1. Question
The useful question is no longer whether a small recurrent model can beat a large dense MLP. That comparison is too easy to misread. The sharper question is:
If dense networks and fractal/recurrent networks are both shrunk aggressively, which family owns the validation/test Pareto frontier?
The objective is to reduce learned memory while spending more inference-time computation. The candidate mechanism is a fixed recurrent scaffold:
\[h_0=\phi(W_{\mathrm{in}}x), \qquad h_{t+1}=\phi\left(h_t+\phi(h_tG^\top)\right), \qquad \hat y=W_{\mathrm{out}}[x,h_T].\]Here $G$ is a fixed graph, often a Kronecker power of the Sierpinski initiator
\[K_0 = \begin{bmatrix} 1 & 1 \\ 1 & 0 \end{bmatrix}, \qquad G = K_0^{\otimes k}.\]The learned parameters live in the input projection and the readout. The recurrent graph contributes computation and inductive bias, not gradient-tracked storage.
This post rewrites the earlier experimental story around parameter frontiers. The old single-point results are useful historical context. The new results compare dense and fractal/reservoir models while shrinking both sides.
2. Why Brain-Inspired Recurrence?
Several biological motifs point toward this design.
Dentate gyrus and cerebellar expansion. Both systems use expansion and sparsification to separate inputs before downstream learning. In a machine-learning model, this suggests mapping low-dimensional inputs into a larger state and training only a small downstream readout.

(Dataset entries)
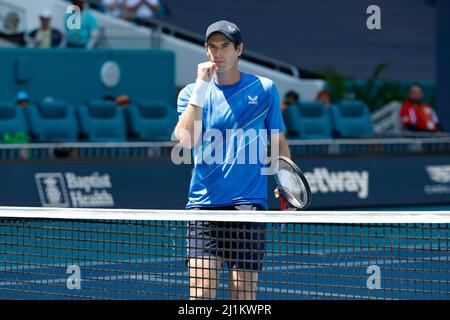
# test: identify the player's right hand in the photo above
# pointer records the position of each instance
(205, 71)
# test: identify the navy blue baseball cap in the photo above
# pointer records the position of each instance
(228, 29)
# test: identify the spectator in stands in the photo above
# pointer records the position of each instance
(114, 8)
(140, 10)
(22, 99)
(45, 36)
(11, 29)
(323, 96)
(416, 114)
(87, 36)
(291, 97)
--
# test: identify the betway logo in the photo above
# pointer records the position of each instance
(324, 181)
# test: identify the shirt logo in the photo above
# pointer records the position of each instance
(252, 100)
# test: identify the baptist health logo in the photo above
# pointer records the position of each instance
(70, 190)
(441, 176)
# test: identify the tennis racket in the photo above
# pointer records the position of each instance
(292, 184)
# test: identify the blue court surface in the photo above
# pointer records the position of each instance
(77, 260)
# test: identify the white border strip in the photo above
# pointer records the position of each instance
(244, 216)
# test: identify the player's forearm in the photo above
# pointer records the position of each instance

# EXERCISE
In two sentences, summarize the passage on dense and fractal recurrent networks.

# TASK SOLUTION
The passage asks which family, dense networks or fractal/recurrent networks, owns the validation/test Pareto frontier when both are shrunk aggressively, with the goal of reducing learned memory while spending more inference-time computation. Its candidate is a fixed recurrent scaffold built on a fixed graph, often a Kronecker power of the Sierpinski initiator, with learned parameters only in the input projection and readout, and it draws on biological motifs such as dentate gyrus and cerebellar expansion, which separate inputs through expansion and sparsification.